TASK MATERIAL
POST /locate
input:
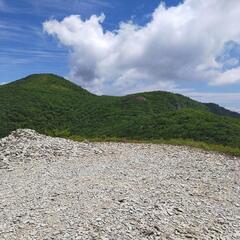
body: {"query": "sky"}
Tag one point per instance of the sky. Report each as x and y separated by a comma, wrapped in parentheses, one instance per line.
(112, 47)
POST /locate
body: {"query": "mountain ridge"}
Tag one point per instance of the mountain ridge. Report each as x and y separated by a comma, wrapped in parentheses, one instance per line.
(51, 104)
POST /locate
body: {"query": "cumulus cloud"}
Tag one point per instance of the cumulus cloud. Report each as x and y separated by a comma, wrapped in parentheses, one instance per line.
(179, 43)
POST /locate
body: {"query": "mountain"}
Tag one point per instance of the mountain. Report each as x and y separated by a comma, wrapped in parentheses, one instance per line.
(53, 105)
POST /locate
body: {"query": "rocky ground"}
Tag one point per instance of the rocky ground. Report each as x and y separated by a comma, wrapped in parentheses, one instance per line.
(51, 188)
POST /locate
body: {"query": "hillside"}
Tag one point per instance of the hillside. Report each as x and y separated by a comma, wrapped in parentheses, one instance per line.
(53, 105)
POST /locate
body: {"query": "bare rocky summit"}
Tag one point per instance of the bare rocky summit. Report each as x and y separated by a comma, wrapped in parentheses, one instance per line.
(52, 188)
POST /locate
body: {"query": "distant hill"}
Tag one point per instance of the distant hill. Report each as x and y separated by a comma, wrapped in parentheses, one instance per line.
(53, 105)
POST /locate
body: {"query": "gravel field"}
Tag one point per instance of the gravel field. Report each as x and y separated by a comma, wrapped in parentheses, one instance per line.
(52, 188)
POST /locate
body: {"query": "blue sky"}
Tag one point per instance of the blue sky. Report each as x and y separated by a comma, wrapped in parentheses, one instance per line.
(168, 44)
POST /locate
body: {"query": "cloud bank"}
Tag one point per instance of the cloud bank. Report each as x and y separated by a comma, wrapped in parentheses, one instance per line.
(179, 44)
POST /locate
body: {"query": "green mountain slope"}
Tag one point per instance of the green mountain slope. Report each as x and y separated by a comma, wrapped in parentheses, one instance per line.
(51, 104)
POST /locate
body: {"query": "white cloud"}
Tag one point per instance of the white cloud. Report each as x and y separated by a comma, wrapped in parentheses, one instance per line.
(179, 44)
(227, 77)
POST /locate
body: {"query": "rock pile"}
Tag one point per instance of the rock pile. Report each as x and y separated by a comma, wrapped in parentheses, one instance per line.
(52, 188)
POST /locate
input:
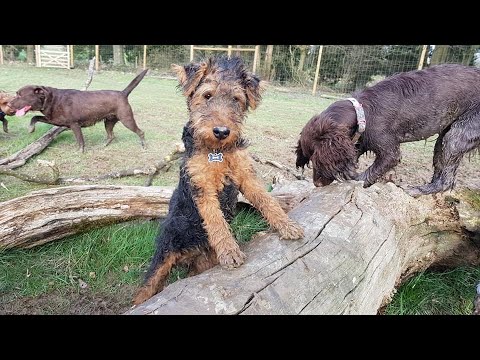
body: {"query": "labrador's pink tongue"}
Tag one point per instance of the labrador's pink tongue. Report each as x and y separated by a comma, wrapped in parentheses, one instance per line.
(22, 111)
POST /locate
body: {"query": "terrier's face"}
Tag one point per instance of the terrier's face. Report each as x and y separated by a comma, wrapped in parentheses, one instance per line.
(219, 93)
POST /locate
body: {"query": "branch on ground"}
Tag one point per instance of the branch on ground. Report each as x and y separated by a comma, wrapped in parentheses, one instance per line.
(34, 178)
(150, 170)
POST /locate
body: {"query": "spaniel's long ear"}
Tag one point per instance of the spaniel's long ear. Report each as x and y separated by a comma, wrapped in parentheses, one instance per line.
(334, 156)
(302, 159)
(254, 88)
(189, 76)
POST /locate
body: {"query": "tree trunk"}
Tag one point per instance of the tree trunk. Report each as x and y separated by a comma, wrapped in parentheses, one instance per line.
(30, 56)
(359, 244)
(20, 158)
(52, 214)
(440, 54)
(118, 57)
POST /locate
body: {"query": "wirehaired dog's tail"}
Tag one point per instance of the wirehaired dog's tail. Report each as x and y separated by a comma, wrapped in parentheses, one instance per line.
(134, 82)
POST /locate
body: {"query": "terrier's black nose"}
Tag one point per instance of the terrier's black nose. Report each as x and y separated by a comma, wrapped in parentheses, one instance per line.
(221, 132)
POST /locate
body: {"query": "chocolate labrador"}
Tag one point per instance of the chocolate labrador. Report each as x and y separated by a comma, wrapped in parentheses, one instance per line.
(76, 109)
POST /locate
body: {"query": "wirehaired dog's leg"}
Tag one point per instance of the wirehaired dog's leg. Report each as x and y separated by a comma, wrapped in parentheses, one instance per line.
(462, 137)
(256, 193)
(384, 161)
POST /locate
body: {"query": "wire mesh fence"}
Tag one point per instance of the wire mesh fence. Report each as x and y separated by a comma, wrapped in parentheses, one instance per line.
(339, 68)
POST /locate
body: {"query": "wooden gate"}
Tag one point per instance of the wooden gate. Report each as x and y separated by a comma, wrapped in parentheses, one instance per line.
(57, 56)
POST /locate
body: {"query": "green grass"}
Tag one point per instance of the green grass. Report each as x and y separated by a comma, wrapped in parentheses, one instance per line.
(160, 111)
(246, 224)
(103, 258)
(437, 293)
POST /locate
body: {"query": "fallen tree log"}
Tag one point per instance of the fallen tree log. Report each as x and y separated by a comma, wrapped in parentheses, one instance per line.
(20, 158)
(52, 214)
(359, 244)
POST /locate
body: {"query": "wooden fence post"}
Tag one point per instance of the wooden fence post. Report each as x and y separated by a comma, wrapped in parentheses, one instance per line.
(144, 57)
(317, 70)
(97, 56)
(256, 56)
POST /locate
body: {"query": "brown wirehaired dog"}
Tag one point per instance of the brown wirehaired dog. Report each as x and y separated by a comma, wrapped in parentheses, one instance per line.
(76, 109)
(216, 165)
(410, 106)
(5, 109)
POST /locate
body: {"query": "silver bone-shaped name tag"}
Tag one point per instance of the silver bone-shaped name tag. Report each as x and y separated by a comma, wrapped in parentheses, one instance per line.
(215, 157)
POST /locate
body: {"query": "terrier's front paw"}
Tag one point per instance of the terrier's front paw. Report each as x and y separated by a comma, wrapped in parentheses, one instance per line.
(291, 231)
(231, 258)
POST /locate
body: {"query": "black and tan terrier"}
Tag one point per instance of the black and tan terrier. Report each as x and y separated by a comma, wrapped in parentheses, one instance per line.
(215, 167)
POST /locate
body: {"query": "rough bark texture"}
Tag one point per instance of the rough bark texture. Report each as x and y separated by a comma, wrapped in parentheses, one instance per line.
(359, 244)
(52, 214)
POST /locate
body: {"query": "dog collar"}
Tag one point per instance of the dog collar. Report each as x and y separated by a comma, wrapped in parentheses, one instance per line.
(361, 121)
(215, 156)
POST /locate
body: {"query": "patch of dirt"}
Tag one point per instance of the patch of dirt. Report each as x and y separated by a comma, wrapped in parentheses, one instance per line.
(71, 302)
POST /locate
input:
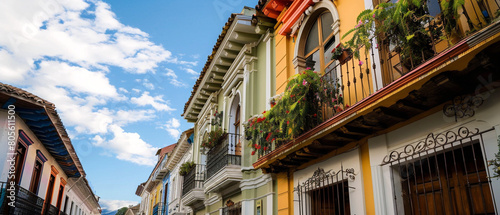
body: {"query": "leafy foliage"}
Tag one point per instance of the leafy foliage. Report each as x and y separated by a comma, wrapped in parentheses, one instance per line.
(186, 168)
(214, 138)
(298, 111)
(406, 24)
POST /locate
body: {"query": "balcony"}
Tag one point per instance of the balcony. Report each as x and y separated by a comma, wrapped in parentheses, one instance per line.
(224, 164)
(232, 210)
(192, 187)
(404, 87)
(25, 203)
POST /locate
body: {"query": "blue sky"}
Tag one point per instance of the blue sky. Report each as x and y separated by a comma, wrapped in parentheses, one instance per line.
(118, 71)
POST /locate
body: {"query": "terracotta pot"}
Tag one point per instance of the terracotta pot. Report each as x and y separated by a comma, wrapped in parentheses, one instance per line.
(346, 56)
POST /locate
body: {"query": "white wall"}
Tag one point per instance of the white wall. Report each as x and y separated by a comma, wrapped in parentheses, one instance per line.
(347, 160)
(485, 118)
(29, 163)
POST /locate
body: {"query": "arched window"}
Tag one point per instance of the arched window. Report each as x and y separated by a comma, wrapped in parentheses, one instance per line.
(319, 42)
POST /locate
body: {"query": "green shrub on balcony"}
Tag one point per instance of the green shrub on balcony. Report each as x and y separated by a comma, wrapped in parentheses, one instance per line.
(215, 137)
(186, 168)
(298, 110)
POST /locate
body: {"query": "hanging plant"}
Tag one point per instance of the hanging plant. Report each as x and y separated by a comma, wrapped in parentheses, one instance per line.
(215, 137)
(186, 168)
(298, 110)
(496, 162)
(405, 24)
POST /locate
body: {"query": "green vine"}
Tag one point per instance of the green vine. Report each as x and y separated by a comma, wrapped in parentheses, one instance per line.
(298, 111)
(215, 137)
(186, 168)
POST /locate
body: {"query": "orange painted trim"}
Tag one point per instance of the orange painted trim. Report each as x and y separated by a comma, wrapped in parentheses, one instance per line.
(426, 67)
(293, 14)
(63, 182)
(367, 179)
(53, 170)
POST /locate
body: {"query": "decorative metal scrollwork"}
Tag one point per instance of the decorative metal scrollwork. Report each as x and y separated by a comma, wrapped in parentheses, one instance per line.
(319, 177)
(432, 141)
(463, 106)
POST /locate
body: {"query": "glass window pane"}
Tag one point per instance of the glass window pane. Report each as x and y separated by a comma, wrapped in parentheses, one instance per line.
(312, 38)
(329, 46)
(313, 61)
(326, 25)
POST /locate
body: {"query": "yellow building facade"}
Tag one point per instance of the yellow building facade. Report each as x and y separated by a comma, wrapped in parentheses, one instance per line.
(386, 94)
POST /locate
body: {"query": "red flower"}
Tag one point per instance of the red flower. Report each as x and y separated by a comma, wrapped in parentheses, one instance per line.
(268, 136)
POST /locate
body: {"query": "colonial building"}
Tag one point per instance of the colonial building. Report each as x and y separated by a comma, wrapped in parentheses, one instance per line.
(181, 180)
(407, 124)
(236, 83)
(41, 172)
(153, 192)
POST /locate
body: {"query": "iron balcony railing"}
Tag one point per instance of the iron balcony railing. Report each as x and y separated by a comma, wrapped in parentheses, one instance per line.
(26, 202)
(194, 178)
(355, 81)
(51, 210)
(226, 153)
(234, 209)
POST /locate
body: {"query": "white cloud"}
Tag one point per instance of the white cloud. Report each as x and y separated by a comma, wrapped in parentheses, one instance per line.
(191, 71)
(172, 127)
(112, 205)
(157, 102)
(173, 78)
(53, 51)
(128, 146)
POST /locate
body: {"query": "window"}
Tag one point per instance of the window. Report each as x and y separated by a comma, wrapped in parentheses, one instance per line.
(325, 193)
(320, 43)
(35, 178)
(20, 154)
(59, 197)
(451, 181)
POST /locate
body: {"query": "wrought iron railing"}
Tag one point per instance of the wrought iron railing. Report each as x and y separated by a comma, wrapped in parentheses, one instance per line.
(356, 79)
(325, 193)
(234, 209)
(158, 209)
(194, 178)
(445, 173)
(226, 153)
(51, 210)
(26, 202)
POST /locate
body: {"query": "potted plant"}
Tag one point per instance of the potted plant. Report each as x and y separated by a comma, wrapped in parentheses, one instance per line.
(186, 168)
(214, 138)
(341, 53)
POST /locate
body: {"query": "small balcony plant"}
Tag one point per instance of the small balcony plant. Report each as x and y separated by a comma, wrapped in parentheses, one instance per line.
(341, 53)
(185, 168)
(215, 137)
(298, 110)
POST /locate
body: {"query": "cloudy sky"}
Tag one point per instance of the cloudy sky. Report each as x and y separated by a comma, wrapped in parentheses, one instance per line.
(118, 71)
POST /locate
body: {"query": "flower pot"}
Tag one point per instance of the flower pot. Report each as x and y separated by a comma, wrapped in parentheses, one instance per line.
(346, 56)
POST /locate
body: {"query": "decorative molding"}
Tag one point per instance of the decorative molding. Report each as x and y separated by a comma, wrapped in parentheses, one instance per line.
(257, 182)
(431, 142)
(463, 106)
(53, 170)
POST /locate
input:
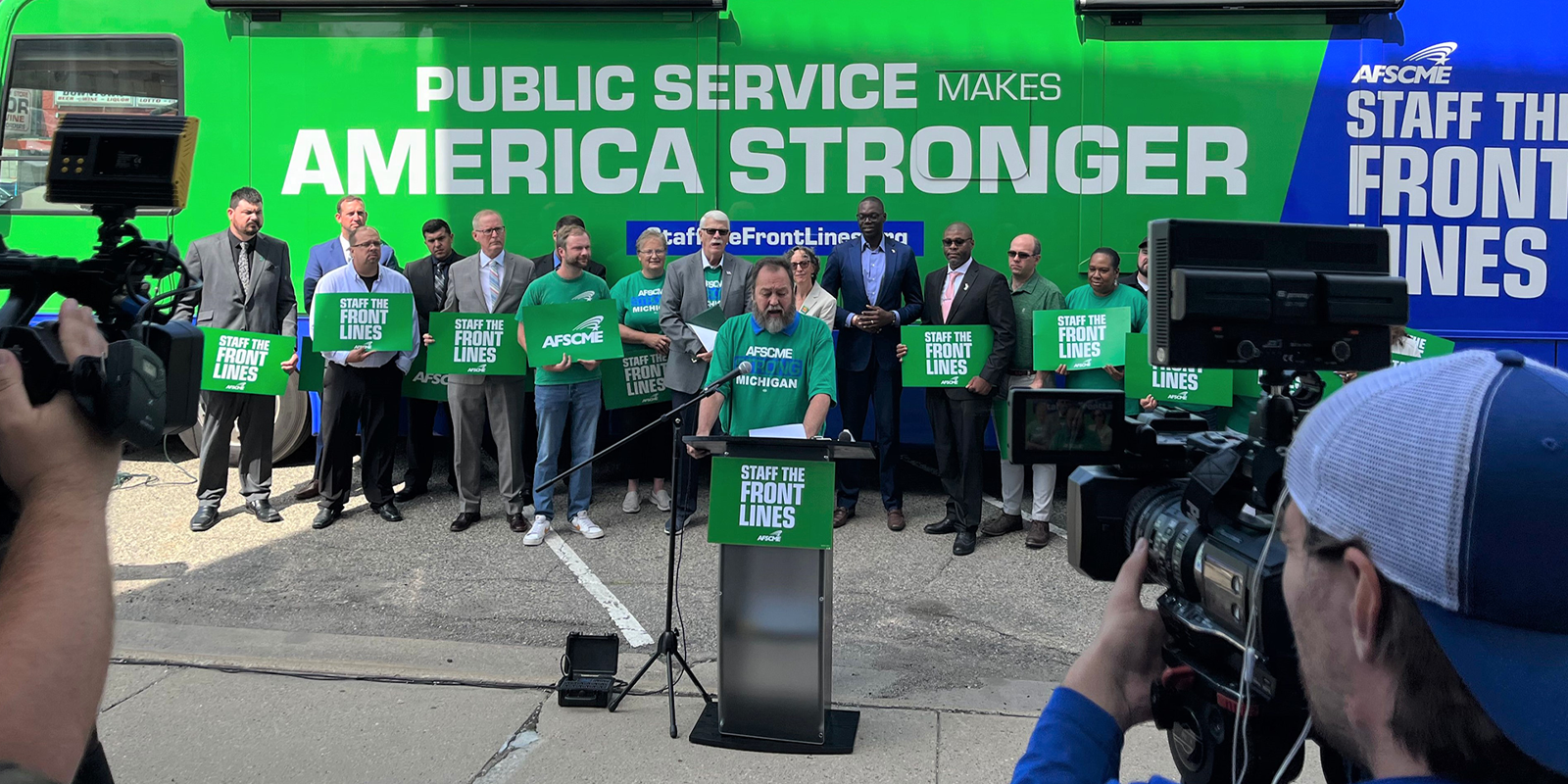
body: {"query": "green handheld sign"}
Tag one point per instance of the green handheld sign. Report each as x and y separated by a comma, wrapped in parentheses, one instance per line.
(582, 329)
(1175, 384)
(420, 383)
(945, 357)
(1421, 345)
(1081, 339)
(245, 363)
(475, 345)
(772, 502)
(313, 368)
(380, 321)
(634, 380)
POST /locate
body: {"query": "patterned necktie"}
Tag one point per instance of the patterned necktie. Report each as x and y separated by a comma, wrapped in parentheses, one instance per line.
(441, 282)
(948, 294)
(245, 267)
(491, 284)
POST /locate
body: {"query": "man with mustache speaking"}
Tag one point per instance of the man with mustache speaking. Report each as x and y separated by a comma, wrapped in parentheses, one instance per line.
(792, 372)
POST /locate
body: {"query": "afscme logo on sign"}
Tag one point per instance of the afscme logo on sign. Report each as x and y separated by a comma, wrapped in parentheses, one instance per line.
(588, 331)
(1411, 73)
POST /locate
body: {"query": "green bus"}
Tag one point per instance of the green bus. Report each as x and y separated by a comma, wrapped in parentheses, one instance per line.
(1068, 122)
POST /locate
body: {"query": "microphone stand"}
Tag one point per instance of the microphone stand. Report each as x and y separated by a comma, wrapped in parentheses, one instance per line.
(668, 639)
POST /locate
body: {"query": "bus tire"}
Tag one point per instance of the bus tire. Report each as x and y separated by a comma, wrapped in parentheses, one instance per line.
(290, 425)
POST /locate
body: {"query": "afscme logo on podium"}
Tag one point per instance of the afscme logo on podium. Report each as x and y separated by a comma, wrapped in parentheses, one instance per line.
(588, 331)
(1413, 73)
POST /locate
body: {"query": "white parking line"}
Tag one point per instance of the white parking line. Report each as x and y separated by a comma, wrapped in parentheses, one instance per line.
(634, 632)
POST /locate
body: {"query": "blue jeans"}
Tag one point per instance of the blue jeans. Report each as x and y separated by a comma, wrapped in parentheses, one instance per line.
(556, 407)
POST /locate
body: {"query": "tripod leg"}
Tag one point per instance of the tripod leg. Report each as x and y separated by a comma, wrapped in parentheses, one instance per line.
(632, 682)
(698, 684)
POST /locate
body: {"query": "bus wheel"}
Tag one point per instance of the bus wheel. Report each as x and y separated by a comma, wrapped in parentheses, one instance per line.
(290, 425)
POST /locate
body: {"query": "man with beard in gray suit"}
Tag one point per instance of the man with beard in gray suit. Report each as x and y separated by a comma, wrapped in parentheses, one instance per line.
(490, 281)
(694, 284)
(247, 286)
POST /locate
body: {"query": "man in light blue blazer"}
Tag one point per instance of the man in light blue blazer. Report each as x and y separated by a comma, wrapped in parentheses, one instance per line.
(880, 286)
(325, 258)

WHAT TO WORK ON
Count the lines in the rows above that contain the string "stand", with case counting. Reply with the number alone.

RESPONSE TO THIS EXERCISE
2